» **TEXT PASSAGE**:

>>>>>

The second kind of poor quality study consists of those with small sample sizes that are liable to produce anomalously large chance effect sizes that obscure the true relationship. Some meta-analysts ignore differences in sample sizes and accord all studies equal weight irrespective of sample size. This is reasonable for certain data sets where all the studies have about the same sample sizes. Where this is not the case, some meta-analysts deal with this problem by ignoring studies with samples below a certain size, while others weight the studies by the sample sizes.

These two solutions amount to much the same thing because weighting by sample size dilutes and may effectively eliminate the contribution of studies with small samples. Where the meta-analyst has a number of large samples the simplest procedure is to ignore small samples and confine the analysis to studies where sample sizes are considered acceptable. Data providing sex differences on the Progressive Matrices differ considerably in the sample sizes, ranging from 43,825 for 5 year olds on the Coloured Progressive Matrices in Taiwan (Hsu, 1976) to 22 for 5 year olds on the same test in the United States (Garrity and Donaghue, 1976). To accord these two studies equal weight in a meta-analysis cannot be regarded as a reasonable procedure. The solution adopted in the present meta-analysis has been to use only data based on a minimum of 50 males and 50 females. The inclusion of such small sample sizes is probably vulnerable to the criticism of being too inclusionist. On the other hand, it is considered preferable to err on the side of over-inclusion because this provides other meta-analysts with the references and data that can be reworked by in various ways to reduce the effects of small samples.

Literature Search

Once the meta-analyst has drawn up criteria for studies to be included in the analysis, it is necessary to obtain all the studies meeting these criteria. This is a difficult problem and one that it is rarely possible to solve completely. Meta-analysts attempt to find all the relevant studies of the phenomena being considered by examining previous reviews and searching abstracts. But these do not identify all the relevant studies, a number of which provide data incidental to the main purpose of the study and which are not mentioned in the abstract or among the key words. Hence the presence of these data cannot be identified from abstracts or key word information. Many studies of this kind can only be found by searching through a large number of publications. It is virtually impossible to identify all relevant studies. For the present meta-analysis, the studies were obtained from Court's (1980, 1983) bibliography and review of studies of the sex difference on the Progressive Matrices, from the series of manuals on the Progressive Matrices published by Raven and his colleagues (e.g. Raven, 1981, Raven, Court and Raven, 1996, Raven, Raven and Court, 1998), and from Psychological Abstracts from 1937 (the year the Progressive Matrices was first published). In addition to consulting these bibliographies, which are widely regarded as comprehensive, we conducted computerized data base searches of PsycINFO, ERIC, Web of Science, Dissertation Abstracts, the British Index to Theses and Cambidge Scientific Abstracts for the years covered up to and including 2002. Finally, we contacted active researchers in the field and made a number of serendipitous discoveries in the course of researching this issue. Our review of the literature covers the years 1939 to 2002.

<<<<<

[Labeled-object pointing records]
>>>>>

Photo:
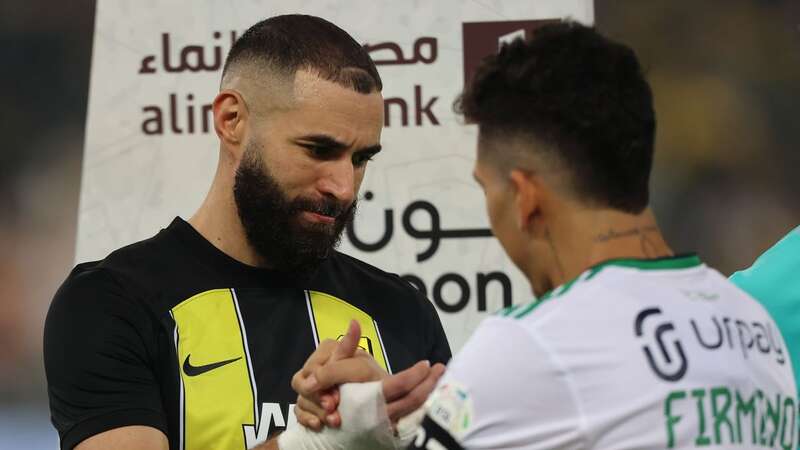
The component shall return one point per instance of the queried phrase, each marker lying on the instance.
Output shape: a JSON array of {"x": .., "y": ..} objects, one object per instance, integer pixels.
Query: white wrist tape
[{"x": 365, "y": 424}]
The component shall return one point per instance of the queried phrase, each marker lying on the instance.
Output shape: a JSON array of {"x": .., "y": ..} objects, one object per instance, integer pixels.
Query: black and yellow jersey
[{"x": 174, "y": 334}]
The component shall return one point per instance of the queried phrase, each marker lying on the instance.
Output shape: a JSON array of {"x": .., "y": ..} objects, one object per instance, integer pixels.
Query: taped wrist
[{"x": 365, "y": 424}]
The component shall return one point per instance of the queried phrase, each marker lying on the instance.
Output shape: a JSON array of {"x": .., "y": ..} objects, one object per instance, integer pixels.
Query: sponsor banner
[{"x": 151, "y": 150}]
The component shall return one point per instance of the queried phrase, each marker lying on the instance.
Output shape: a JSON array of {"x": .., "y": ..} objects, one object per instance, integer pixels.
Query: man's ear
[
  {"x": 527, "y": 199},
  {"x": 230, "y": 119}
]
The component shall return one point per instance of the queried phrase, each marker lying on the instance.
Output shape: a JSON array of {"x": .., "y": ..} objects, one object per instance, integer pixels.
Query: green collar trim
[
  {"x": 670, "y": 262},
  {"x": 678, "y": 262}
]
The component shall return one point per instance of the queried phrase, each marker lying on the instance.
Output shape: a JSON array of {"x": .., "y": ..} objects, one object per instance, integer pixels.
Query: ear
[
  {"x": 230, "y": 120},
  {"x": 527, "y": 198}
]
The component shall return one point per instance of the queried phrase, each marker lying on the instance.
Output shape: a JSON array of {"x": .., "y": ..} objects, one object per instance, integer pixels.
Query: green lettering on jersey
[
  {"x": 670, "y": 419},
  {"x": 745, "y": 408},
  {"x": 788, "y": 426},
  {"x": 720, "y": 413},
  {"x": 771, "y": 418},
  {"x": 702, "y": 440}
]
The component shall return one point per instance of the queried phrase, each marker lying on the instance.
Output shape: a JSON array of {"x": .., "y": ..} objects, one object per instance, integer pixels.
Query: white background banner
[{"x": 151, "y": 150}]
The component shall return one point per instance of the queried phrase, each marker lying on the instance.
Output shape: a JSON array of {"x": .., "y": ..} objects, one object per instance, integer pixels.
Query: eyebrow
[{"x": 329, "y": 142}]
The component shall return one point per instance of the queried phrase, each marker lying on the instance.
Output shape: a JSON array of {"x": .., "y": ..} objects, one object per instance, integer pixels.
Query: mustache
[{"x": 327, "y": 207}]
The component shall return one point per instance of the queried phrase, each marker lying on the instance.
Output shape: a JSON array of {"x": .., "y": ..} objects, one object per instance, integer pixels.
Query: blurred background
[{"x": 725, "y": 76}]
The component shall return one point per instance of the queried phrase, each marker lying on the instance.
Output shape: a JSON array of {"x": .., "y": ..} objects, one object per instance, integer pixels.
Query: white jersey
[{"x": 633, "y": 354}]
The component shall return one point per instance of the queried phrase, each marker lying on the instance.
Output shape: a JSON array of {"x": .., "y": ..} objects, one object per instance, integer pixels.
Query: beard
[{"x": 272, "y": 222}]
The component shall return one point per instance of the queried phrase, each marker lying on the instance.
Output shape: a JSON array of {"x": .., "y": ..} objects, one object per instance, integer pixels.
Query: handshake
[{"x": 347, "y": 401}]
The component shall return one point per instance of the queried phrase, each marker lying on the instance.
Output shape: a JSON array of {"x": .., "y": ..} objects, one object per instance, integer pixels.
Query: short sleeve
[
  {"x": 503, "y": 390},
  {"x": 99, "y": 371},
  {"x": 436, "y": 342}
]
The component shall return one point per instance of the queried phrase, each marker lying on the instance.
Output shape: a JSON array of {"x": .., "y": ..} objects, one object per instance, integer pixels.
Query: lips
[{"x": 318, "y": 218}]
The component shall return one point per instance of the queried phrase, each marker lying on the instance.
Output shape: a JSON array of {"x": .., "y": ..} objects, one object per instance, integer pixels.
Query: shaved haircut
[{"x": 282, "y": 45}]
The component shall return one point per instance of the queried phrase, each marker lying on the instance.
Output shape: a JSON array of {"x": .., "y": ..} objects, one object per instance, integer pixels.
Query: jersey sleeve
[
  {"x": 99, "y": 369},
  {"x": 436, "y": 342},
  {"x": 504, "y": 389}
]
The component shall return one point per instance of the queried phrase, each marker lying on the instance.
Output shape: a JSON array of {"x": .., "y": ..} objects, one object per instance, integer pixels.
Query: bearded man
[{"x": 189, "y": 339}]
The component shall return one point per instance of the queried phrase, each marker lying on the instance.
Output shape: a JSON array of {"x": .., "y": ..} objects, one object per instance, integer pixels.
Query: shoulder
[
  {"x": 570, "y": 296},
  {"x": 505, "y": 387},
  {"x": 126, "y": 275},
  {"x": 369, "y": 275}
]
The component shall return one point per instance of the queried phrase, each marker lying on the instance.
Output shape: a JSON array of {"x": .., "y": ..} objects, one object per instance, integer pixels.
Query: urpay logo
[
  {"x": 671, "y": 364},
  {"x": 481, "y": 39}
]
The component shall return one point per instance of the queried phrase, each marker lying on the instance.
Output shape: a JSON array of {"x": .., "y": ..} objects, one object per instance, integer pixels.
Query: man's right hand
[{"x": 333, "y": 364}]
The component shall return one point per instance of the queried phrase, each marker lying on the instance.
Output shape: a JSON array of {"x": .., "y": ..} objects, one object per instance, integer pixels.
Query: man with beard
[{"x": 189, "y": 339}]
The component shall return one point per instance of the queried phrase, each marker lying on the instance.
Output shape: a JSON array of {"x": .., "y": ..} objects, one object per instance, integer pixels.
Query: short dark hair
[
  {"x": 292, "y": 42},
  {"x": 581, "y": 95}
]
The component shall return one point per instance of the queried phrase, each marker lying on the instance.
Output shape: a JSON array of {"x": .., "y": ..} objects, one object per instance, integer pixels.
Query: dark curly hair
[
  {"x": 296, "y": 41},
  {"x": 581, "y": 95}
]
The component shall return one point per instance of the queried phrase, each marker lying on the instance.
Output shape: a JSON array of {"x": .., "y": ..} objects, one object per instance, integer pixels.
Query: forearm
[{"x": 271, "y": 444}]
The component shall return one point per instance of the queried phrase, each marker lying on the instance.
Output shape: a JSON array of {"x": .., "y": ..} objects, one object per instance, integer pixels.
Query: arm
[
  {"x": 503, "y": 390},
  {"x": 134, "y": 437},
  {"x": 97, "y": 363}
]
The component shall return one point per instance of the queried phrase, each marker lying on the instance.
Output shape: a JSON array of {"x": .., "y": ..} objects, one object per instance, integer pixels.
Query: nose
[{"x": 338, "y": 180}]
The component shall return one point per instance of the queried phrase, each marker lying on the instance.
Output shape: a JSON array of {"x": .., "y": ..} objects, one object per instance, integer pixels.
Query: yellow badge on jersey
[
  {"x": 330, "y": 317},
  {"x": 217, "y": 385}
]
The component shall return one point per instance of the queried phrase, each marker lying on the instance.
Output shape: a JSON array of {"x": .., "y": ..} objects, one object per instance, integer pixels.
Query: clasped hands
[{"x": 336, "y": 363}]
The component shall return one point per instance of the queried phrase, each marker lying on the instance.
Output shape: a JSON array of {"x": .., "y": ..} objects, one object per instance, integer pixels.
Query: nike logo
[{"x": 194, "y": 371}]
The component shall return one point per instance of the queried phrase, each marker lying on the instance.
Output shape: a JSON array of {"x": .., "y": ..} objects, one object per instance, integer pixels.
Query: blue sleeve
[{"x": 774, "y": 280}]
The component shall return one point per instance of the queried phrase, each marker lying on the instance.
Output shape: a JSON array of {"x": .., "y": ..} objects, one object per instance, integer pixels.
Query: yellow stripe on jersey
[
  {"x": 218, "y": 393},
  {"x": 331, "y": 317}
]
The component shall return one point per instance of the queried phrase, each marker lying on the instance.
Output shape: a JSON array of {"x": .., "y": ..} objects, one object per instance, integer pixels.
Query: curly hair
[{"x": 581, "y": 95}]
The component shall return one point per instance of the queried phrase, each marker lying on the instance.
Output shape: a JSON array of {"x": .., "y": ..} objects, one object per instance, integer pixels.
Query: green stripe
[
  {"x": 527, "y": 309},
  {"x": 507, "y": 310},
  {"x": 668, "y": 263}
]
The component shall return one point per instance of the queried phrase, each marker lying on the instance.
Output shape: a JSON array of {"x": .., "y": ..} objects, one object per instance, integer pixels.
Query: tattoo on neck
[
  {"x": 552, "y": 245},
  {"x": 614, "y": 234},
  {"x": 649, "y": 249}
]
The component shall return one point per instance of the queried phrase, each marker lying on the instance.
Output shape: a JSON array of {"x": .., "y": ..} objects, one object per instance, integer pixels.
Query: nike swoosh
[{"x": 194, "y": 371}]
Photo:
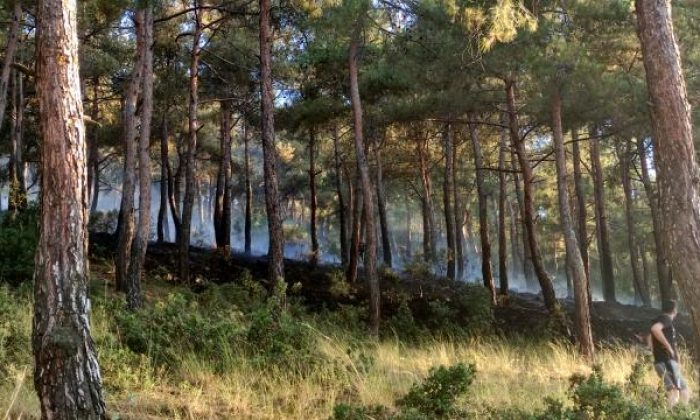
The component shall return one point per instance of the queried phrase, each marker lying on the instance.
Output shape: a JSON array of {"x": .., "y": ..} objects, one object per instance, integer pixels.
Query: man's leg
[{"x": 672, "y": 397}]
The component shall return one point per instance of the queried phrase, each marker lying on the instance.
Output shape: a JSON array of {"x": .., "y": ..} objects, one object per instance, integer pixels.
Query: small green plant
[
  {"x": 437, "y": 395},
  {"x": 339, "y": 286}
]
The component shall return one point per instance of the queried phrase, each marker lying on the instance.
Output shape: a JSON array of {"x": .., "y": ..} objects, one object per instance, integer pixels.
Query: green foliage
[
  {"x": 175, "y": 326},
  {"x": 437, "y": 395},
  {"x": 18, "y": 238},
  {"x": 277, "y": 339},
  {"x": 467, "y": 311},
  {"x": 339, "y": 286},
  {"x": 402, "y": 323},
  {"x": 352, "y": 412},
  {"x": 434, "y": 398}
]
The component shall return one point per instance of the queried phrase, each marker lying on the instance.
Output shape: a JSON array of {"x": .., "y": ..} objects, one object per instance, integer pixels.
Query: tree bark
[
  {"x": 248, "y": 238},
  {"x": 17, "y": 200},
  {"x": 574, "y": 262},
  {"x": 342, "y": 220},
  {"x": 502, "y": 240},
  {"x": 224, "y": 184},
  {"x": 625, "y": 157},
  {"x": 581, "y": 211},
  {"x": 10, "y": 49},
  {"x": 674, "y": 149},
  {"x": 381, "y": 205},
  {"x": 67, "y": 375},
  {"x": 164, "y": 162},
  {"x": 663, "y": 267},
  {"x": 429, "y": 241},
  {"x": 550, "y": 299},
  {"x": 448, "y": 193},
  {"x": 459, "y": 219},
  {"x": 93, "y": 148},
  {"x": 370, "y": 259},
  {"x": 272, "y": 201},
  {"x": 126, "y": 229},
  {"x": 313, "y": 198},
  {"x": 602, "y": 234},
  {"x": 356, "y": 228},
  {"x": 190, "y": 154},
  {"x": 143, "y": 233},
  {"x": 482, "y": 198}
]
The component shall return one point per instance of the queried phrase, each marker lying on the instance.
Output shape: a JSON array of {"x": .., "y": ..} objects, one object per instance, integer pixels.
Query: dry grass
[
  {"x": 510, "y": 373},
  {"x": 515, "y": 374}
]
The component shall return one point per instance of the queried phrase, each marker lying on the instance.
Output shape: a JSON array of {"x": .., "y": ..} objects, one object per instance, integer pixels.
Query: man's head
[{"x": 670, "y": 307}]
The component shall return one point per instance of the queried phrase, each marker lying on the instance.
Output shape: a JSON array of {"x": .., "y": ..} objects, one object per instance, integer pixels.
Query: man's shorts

<<<<<

» **SET TASKS**:
[a] Translate this sentence from the meta-analysis passage into Spanish: "To accord these two studies equal weight in a meta-analysis cannot be regarded as a reasonable procedure."
[b] From the meta-analysis passage, reproduce the part that opens with the words containing "The second kind" and closes with "the sample sizes.".
[c] Decide whether each statement agrees with the meta-analysis passage, answering yes or no and quoting the words that decide it. (i) The present meta-analysis used only data based on at least 50 males and 50 females. (ii) The literature review covers the years 1937 to 2002. (iii) Previous reviews and abstracts identify all the relevant studies.

» **FINAL ANSWERS**:
[a] Otorgar a estos dos estudios el mismo peso en un metaanálisis no puede considerarse un procedimiento razonable.

[b]
The second kind of poor quality study consists of those with small sample sizes that are liable to produce anomalously large chance effect sizes that obscure the true relationship. Some meta-analysts ignore differences in sample sizes and accord all studies equal weight irrespective of sample size. This is reasonable for certain data sets where all the studies have about the same sample sizes. Where this is not the case, some meta-analysts deal with this problem by ignoring studies with samples below a certain size, while others weight the studies by the sample sizes.

[c]
(i) Yes: "The solution adopted in the present meta-analysis has been to use only data based on a minimum of 50 males and 50 females."
(ii) No: "Our review of the literature covers the years 1939 to 2002."
(iii) No: "But these do not identify all the relevant studies"